Exercise aim: Rewrite only the material below from the line with "Mark the innermost point of each instance of the swimming" up to and including its last line. Keep every line, requests included, but shrink each pixel coordinate in the answers to 0.6 times its value, rounded to a whole number with halves going up.

++++++++

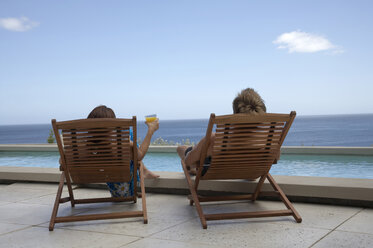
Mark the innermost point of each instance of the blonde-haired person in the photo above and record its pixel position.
(248, 101)
(123, 189)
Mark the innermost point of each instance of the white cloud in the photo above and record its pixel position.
(17, 24)
(302, 42)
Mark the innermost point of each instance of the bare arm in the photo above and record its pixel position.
(152, 127)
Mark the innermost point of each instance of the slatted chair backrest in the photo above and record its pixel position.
(245, 145)
(96, 150)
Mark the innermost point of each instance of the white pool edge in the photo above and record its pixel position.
(338, 191)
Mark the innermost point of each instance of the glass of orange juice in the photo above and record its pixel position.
(150, 118)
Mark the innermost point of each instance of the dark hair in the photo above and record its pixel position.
(249, 102)
(101, 112)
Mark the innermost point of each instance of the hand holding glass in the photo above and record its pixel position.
(150, 118)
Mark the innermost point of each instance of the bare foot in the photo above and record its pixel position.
(150, 175)
(181, 151)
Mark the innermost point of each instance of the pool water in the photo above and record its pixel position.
(291, 165)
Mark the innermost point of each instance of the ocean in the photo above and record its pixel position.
(331, 130)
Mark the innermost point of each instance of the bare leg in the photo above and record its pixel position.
(181, 152)
(148, 174)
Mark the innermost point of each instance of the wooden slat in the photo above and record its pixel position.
(241, 135)
(89, 217)
(242, 215)
(104, 199)
(91, 131)
(249, 129)
(251, 124)
(222, 198)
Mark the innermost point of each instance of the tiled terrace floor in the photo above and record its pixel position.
(25, 211)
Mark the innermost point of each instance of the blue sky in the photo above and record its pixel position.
(182, 59)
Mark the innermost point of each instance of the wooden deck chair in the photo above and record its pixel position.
(245, 147)
(97, 151)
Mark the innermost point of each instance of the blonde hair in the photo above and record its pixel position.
(248, 101)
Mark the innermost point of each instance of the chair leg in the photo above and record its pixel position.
(57, 202)
(284, 199)
(143, 198)
(258, 187)
(70, 189)
(194, 196)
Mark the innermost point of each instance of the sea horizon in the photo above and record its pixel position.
(196, 119)
(322, 130)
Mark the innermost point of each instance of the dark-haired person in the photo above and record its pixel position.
(123, 189)
(248, 101)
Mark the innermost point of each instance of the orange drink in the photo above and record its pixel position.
(150, 118)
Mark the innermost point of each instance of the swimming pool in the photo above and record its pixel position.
(347, 166)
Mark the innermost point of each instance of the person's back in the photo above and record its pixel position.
(248, 101)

++++++++

Response to the exercise:
Mark the innermost point of each instance of the swimming pool in the photo above and record its pixel position.
(208, 100)
Mark the innermost point of each instance of the person's back in the photo above and record its pixel position.
(149, 61)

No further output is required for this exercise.